Görev a: Seçilen metinde iki nokta üst üsteden hemen önce gelen bölüm başlıkları hangileridir? Hepsini metindeki sırayla ve başlarındaki numaralar olmadan sıralayın.

Arap Kabileleri : “Hepsine birden Benu Kayle adı verilen Medineli Araplar, iki bölük halinde yaşıyorlardı. 1- Evs’ler ve 2- Hazrec’ler; her ikisi de iki kardeşin soyundan gelmekteydiler.”(23)
3- Medine’nin Müdafaası : “Resulullah (s.a.v.), Medine’ye geldiğinde Kureyş’in kendisini orada barış içinde yaşamaya bırakmayacağını; kendisiyle birlikte destek sağlayanları da yok etmek için her şeyi yapacaklarını biliyordu. Bu sebeple Medine’nin müdafaa sistemini sağlamlaştırmak için çok kuvvetli tedbirler alınması gerekiyordu. İslam dinine sarılmış olan herkes şehirde kendilerini ancak böyle tamamen emniyet ve güvenlik içinde hissedebilirlerdi. Bu görüşe en büyük öncelik tanınmıştı ve uzunca bir süre bu görüş, Resulullah (s.a.v.)’ın müdafaa politikasının mirengi noktasını teşkil etti. Resulullah (s.a.v.)’ın bu endişesi, yalın bir realiteye dayanıyordu ve doğruluğu da ispatlandı.
Kureyş; baskın, yağmalama, tecavüz ve tehdit seferlerini düzenlemeye başladığında, Resulullah (s.a.v.) ve ashabı henüz Medine’ye iyice yerleşmiş bile değillerdi. Aynı zamanda Resulullah (s.a.v.)’ı şehirlerinden kovmak arzusunda olan Yahudilerin ve Medine münafıklarının entrikalarıyla karşı karşıyaydılar. Hatta Ebu Cehil, münafıkların başı Abdullah b. Ubey’e mektup yazarak Resulullah (s.a.v.)’ı öldürmesi veya şehirden sürmesini, yoksa Muhammed’le beraber hepsini yok edeceğini bildirdi. İçteki ve dıştaki düşmanlığa karşı Medine’nin müdafaası ve güvenliği için acil tedbirler almak gerekiyordu. Bu nedenle, Resulullah (s.a.v.), Medine’nin içerdeki asilerden ve dış hücumlardan müdafaası için bir plan hazırladı.”(24)
Müslüman Kardeşliği : Muhacirler, bütün mal ve mülklerini Mekke’de bıraktıkları için açlık ve fakirlik hayatı yaşıyorlardı. Bu nedenle; Resulullah (s.a.v.), ensar ve muhacirler arasında, din kardeşliğine dayanan bir kardeşlik anlaşması teşkil etti.(25)

Görev b: Aşağıdaki girdilerde "For this dataset, tag each instance of the weathered" ifadesini içeren satırla başlayıp "192], [337, 149]]" ifadesini içeren satırla biten kısmı, iki uç satır da dahil olmak üzere, hiç değiştirmeden yazar mısınız? Bu satırlar dışında hiçbir şey eklemeyin.

Kullanılacak Veriler:

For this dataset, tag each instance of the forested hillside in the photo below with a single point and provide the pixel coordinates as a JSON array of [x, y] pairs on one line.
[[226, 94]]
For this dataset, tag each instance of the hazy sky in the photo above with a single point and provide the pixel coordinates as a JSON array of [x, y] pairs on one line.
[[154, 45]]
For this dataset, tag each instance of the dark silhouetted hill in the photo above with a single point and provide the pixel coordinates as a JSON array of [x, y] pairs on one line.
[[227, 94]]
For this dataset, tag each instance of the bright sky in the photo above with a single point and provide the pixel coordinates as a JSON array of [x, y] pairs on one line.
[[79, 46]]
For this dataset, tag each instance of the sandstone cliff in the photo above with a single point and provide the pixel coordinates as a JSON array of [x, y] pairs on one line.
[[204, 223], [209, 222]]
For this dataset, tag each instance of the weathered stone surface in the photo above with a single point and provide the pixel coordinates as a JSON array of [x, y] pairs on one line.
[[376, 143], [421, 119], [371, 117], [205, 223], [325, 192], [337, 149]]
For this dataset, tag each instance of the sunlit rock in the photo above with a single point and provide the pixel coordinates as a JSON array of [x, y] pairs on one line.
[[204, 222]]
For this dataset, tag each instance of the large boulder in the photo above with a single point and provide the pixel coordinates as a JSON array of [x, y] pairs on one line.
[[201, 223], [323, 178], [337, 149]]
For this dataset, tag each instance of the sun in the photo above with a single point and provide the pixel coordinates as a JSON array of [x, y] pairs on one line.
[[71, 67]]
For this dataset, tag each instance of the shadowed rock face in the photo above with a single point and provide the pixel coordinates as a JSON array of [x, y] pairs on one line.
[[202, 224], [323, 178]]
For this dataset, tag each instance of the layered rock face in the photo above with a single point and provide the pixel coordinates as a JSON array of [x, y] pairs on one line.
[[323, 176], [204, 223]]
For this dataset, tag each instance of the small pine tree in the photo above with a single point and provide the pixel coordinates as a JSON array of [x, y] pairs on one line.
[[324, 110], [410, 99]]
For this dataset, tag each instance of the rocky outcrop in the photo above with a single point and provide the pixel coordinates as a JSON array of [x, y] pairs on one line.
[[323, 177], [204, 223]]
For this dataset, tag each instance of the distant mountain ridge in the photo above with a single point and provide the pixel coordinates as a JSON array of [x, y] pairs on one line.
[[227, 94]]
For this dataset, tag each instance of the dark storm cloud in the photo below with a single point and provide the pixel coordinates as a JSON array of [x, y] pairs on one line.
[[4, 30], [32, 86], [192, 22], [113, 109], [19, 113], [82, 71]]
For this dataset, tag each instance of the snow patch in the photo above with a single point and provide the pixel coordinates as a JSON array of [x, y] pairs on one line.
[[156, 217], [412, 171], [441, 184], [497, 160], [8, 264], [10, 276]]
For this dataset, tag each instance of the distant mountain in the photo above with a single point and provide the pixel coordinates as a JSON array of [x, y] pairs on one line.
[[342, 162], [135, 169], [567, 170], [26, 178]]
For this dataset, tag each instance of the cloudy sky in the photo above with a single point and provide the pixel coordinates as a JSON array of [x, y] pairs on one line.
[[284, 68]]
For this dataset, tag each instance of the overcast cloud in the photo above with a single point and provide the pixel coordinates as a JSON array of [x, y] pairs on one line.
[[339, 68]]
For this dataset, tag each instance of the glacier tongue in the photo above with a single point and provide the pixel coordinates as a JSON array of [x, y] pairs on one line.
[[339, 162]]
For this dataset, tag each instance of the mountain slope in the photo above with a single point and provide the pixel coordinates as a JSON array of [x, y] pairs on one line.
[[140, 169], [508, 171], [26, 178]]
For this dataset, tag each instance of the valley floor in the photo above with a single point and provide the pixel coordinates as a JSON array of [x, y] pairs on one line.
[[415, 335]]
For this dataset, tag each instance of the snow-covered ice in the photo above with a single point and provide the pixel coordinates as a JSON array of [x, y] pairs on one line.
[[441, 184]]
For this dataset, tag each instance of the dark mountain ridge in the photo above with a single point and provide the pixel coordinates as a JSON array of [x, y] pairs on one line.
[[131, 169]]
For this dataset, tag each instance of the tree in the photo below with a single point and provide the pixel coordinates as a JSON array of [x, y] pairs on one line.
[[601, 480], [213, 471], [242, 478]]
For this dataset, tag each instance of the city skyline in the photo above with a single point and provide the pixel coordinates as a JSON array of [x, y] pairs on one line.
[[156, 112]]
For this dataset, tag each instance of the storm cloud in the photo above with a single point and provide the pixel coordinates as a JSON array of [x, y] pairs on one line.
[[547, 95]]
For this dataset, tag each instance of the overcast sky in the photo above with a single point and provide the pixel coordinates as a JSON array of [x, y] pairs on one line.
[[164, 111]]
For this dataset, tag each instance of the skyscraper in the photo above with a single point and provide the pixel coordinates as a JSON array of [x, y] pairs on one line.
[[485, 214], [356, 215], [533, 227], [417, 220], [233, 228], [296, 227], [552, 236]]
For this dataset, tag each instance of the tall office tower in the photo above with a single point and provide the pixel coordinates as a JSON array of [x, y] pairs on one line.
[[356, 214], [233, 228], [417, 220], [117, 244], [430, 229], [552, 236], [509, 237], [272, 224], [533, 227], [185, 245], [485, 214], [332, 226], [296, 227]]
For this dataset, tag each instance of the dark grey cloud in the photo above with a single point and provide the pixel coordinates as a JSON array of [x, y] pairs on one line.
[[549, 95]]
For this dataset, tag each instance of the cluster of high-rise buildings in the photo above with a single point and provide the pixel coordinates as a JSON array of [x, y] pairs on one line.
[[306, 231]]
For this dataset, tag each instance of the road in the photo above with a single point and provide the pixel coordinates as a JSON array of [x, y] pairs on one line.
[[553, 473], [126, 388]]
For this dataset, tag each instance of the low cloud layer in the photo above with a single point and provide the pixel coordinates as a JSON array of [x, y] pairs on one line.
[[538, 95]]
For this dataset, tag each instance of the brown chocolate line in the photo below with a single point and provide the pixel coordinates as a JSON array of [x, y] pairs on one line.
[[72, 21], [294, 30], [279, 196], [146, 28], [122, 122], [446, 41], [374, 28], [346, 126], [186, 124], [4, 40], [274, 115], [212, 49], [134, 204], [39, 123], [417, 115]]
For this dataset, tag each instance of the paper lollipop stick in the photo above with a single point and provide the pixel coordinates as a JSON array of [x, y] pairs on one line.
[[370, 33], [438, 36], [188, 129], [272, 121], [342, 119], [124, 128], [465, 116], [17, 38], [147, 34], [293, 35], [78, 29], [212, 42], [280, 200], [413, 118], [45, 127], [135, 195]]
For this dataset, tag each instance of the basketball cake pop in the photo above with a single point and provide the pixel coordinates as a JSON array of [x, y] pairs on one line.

Yanıt a:
Arap Kabileleri
Medine’nin Müdafaası
Müslüman Kardeşliği

Yanıt b:
For this dataset, tag each instance of the weathered stone surface in the photo above with a single point and provide the pixel coordinates as a JSON array of [x, y] pairs on one line.
[[376, 143], [421, 119], [371, 117], [205, 223], [325, 192], [337, 149]]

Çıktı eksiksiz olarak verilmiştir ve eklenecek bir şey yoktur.